Brief A =>
Reproduce the stretch of the nowcasting module from "from ..config import" through "with publication lags.", keeping every character unchanged.
>> start Page
"""Custom sktime splitters for nowcasting backtesting.

This module provides custom splitter implementations for nowcasting evaluation
that respect publication lags and backward-looking nature of nowcasting.
"""

from typing import Iterator, Tuple, List, Optional, Union, Any
from datetime import datetime, timedelta
import numpy as np
import pandas as pd

from sktime.split.base import BaseSplitter
from sktime.forecasting.base import BaseForecaster

from ..config import DFMConfig
from ..utils.time import TimeIndex, parse_timestamp, to_python_datetime
from ..utils.data import create_data_view, calculate_release_date
from ..utils.helpers import get_series_ids, get_clock_frequency
from .utils import calc_backward_date, get_higher_frequency


class NowcastingSplitter(BaseSplitter):
    """Custom splitter for nowcasting backtesting with publication lags.
    
    This splitter creates train/test splits for nowcasting evaluation where:
    - Training: Data available at view_date (respects publication lags via SeriesConfig.release_date)
    - Test: Target period to nowcast (backward-looking, current period estimation)
    - Iterates through backward_steps to simulate real-time data releases
    
    The splitter respects:
    - Publication lags from SeriesConfig.release_date
    - Mixed frequencies via tent kernel (no frequencies higher than clock)
    - Backward-looking nature of nowcasting (estimating current period, not future)
>> end Page
>> start Data supplied
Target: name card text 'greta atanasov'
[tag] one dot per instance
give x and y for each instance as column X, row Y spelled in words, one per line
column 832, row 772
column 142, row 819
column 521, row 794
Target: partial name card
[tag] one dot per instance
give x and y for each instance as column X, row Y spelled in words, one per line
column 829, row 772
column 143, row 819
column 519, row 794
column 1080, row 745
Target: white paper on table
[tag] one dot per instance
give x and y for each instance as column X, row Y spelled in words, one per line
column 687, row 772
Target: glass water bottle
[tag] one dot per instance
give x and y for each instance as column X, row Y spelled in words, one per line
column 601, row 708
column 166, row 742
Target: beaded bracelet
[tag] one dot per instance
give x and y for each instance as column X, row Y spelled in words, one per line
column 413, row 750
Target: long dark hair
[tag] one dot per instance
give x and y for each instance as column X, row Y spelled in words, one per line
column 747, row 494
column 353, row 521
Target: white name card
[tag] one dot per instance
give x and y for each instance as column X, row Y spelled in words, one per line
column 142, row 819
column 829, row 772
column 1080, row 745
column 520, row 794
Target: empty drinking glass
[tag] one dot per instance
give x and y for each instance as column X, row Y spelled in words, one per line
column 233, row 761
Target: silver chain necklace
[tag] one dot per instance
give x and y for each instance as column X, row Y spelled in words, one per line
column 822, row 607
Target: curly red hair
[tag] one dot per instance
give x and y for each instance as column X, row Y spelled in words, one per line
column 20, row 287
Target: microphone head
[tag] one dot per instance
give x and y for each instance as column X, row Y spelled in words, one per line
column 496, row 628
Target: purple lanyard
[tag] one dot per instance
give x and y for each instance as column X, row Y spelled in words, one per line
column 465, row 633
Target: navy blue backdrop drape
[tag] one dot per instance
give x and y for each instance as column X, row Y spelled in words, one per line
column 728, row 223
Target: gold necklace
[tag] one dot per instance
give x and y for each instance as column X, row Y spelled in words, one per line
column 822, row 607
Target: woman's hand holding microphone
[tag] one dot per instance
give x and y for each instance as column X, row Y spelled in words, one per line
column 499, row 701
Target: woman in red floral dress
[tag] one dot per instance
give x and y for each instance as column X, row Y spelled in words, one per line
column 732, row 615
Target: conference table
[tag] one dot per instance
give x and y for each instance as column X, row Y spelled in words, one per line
>> end Data supplied
Brief B =>
Arrange the entries, from their start through the line containing "column 413, row 750", into a Markdown table with a "Line No." column numbering each row and a "Content" column holding that line, omitting any blank lines.

Expected output A =>
from ..config import DFMConfig
from ..utils.time import TimeIndex, parse_timestamp, to_python_datetime
from ..utils.data import create_data_view, calculate_release_date
from ..utils.helpers import get_series_ids, get_clock_frequency
from .utils import calc_backward_date, get_higher_frequency


class NowcastingSplitter(BaseSplitter):
    """Custom splitter for nowcasting backtesting with publication lags.

Expected output B =>
| Line No. | Content |
|---|---|
| 1 | Target: name card text 'greta atanasov' |
| 2 | [tag] one dot per instance |
| 3 | give x and y for each instance as column X, row Y spelled in words, one per line |
| 4 | column 832, row 772 |
| 5 | column 142, row 819 |
| 6 | column 521, row 794 |
| 7 | Target: partial name card |
| 8 | [tag] one dot per instance |
| 9 | give x and y for each instance as column X, row Y spelled in words, one per line |
| 10 | column 829, row 772 |
| 11 | column 143, row 819 |
| 12 | column 519, row 794 |
| 13 | column 1080, row 745 |
| 14 | Target: white paper on table |
| 15 | [tag] one dot per instance |
| 16 | give x and y for each instance as column X, row Y spelled in words, one per line |
| 17 | column 687, row 772 |
| 18 | Target: glass water bottle |
| 19 | [tag] one dot per instance |
| 20 | give x and y for each instance as column X, row Y spelled in words, one per line |
| 21 | column 601, row 708 |
| 22 | column 166, row 742 |
| 23 | Target: beaded bracelet |
| 24 | [tag] one dot per instance |
| 25 | give x and y for each instance as column X, row Y spelled in words, one per line |
| 26 | column 413, row 750 |